-- START Material shown --

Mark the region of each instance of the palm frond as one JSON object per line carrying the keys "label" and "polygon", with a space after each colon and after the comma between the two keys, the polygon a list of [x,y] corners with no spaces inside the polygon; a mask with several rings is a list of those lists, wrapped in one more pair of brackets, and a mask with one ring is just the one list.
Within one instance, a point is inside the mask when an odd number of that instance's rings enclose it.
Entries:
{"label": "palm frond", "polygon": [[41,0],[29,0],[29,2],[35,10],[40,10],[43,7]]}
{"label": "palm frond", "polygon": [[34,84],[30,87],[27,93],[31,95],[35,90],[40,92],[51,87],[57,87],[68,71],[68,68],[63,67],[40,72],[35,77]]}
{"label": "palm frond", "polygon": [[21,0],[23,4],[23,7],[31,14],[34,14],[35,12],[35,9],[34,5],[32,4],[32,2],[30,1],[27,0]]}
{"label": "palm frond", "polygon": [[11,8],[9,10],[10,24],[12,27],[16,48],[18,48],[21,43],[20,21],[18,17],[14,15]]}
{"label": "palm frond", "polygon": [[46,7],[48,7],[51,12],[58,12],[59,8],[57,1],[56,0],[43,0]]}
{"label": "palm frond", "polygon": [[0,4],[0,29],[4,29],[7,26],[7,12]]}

-- END Material shown --

→ Required task
Write out all of the material above again, requests included, and shift every x and y coordinate of the palm frond polygons up by 110.

→ Output of the exercise
Mark the region of each instance of the palm frond as one JSON object per line carrying the keys "label" and "polygon", with a space after each colon and after the comma between the two keys, the polygon a list of [x,y] corners with no spaces inside the polygon; a mask with several rings is a list of those lists, wrapped in one more pair of brackets, and a mask with one ring is just the one list.
Within one instance, a point is inside the mask when an odd number of that instance's rings enclose it.
Entries:
{"label": "palm frond", "polygon": [[151,110],[139,110],[139,112],[145,120],[150,120],[153,117]]}
{"label": "palm frond", "polygon": [[144,194],[140,197],[137,203],[141,205],[145,200],[150,202],[161,197],[167,197],[178,181],[178,178],[173,177],[150,182],[145,187]]}
{"label": "palm frond", "polygon": [[131,110],[133,114],[133,117],[141,124],[144,124],[145,122],[145,119],[144,115],[142,114],[142,112],[140,111],[137,110]]}
{"label": "palm frond", "polygon": [[121,118],[119,120],[120,134],[122,137],[126,158],[128,158],[131,153],[130,131],[128,127],[124,125]]}
{"label": "palm frond", "polygon": [[156,117],[158,117],[161,122],[168,122],[169,118],[167,111],[166,110],[153,110]]}
{"label": "palm frond", "polygon": [[110,114],[110,139],[114,139],[117,136],[117,122]]}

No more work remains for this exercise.